◆ EXTRACTED ENTRIES
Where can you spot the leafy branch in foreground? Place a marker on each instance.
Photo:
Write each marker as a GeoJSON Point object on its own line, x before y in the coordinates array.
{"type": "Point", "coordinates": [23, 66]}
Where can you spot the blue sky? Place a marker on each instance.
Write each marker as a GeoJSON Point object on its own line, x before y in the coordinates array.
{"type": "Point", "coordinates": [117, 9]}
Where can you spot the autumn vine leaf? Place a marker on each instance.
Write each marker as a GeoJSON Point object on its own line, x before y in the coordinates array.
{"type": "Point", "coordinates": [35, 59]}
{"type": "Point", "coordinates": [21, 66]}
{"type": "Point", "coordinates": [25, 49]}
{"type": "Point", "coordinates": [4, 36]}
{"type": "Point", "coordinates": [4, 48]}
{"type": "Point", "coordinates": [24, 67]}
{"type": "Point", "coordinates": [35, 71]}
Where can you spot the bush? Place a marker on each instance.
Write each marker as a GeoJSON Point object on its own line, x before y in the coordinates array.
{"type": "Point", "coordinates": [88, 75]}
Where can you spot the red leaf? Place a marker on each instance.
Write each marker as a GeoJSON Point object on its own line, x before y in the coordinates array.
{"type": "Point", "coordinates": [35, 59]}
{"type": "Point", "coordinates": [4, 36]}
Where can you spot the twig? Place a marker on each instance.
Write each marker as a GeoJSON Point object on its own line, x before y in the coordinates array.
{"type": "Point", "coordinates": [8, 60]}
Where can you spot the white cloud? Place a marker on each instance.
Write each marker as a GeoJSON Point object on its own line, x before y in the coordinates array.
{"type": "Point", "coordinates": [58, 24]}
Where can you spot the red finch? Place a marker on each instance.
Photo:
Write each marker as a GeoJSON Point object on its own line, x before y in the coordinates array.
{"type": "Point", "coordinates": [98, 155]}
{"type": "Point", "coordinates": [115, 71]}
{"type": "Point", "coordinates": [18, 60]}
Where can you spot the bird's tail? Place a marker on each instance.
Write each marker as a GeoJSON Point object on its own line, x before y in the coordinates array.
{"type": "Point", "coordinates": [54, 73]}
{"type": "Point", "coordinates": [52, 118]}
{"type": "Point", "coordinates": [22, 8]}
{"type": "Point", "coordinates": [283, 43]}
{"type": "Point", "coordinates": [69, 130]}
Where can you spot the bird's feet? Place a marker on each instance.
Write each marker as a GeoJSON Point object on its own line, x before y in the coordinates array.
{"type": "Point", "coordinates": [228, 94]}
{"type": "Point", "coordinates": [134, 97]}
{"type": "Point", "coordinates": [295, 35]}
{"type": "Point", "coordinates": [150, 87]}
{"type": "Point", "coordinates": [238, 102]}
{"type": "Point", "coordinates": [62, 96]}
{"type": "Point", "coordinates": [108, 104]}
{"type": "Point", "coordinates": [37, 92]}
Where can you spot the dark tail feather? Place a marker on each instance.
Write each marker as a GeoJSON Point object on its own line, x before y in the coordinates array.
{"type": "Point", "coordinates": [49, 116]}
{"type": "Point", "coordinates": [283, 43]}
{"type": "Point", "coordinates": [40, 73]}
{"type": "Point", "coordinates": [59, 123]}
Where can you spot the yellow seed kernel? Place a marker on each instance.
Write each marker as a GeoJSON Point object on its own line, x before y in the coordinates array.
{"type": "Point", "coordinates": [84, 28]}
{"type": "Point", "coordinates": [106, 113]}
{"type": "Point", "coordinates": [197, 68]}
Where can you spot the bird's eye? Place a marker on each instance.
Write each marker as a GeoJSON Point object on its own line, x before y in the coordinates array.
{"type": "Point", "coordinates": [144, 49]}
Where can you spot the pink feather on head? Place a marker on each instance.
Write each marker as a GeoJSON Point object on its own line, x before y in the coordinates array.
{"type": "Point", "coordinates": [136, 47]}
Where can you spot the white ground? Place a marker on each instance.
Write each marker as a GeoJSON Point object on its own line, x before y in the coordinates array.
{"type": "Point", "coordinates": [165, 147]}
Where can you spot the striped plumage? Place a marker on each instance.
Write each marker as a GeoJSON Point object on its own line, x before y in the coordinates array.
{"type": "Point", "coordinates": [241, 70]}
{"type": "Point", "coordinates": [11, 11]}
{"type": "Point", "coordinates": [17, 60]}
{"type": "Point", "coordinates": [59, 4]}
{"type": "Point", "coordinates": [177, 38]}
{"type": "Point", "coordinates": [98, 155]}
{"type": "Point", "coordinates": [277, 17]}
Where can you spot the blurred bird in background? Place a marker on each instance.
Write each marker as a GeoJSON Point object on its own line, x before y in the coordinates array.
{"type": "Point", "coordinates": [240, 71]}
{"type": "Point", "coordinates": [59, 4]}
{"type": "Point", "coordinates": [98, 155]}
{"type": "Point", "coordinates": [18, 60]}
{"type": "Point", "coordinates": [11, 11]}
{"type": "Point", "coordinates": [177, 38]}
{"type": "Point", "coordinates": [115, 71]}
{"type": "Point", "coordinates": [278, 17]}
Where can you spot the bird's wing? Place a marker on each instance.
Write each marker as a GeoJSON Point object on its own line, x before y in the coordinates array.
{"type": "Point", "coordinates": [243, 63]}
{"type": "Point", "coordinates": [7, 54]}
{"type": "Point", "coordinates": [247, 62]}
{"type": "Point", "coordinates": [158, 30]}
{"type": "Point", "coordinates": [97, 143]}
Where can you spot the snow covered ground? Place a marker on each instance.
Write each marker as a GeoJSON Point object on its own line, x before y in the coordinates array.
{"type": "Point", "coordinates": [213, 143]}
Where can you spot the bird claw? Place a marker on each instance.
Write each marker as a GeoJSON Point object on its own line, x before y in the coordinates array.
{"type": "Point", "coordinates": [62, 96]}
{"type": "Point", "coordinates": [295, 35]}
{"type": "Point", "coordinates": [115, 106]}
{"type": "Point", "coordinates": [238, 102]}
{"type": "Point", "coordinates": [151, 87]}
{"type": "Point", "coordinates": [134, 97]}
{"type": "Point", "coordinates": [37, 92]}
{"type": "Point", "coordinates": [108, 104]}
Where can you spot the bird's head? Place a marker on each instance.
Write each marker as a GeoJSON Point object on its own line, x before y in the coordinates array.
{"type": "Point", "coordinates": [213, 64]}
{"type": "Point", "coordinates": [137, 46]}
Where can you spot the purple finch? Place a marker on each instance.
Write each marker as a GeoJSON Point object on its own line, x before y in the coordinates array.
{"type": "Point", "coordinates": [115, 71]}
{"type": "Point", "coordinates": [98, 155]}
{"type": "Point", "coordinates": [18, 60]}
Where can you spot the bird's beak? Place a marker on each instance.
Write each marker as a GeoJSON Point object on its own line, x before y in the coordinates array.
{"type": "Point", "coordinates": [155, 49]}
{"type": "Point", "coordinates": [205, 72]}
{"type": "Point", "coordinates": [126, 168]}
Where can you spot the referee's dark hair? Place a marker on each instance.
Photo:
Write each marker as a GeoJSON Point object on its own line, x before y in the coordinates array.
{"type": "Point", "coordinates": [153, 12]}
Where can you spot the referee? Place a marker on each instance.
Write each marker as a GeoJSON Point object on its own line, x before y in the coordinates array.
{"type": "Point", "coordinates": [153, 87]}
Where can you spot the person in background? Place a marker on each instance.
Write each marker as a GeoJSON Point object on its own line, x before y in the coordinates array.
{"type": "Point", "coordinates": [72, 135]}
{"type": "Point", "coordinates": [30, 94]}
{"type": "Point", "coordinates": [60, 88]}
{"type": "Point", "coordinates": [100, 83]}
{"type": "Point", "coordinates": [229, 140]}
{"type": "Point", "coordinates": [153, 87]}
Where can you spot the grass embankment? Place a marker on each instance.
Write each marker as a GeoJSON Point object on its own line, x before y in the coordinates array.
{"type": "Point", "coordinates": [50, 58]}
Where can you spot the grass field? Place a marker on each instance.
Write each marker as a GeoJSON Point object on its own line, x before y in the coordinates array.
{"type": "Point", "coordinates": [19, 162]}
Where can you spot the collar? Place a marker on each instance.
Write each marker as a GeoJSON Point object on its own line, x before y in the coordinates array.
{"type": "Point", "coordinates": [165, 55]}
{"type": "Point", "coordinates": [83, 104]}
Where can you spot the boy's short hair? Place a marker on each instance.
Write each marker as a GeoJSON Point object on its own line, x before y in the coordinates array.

◆ TASK DESCRIPTION
Only the lines from the first line of the material above through the line that contains "Where can you spot the autumn" should be quoted, each one exactly.

◆ EXERCISE RESULT
Where can you spot the leafy branch in foreground? Place a marker on each instance.
Photo:
Write each marker as a GeoJSON Point object on its own line, x before y in the coordinates array.
{"type": "Point", "coordinates": [23, 66]}
Where can you spot the blue sky? Place a marker on each instance.
Write each marker as a GeoJSON Point object on its own line, x before y in the coordinates array.
{"type": "Point", "coordinates": [117, 9]}
Where can you spot the autumn vine leaf? Place a marker on each instance.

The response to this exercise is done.